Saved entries
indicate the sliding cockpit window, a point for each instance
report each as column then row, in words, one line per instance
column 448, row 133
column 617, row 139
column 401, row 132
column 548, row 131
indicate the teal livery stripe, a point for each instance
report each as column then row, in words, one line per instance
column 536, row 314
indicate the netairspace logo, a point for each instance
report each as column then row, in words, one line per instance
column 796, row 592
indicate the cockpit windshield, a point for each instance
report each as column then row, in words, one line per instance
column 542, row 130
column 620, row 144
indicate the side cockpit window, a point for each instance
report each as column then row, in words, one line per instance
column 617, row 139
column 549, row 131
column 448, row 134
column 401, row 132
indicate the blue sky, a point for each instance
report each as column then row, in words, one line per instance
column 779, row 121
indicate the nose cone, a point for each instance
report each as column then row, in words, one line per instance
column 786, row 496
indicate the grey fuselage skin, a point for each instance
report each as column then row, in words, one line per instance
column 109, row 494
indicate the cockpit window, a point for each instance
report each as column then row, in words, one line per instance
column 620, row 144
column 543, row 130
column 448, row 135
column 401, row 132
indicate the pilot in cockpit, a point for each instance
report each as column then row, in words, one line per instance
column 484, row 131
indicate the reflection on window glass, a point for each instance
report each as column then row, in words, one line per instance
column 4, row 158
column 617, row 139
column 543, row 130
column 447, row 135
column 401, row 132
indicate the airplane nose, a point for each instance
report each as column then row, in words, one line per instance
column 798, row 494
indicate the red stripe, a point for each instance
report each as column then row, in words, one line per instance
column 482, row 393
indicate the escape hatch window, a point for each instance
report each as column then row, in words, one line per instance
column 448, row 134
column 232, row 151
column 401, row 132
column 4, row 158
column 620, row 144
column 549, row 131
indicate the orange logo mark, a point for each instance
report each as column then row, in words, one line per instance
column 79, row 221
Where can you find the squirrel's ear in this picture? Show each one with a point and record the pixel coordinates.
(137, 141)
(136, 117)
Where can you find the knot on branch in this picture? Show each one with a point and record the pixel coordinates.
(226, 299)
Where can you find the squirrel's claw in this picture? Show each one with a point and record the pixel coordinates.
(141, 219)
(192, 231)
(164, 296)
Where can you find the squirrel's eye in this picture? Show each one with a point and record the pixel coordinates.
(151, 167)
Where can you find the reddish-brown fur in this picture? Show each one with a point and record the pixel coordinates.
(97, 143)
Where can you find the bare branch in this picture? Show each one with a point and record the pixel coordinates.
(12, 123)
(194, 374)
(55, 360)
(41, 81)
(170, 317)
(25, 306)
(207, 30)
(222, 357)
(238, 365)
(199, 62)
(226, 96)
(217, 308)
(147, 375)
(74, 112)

__DIRECTIONS FOR THIS TASK__. Write out exactly the lines starting with the one that holds "Where can you find the bare" and running through the last line above.

__SOLUTION__.
Where can you find the bare branch in this picture? Show each one with a point and record the pixel coordinates.
(12, 123)
(194, 374)
(55, 360)
(41, 81)
(170, 317)
(25, 306)
(207, 30)
(222, 357)
(238, 365)
(199, 62)
(226, 96)
(217, 308)
(147, 375)
(74, 112)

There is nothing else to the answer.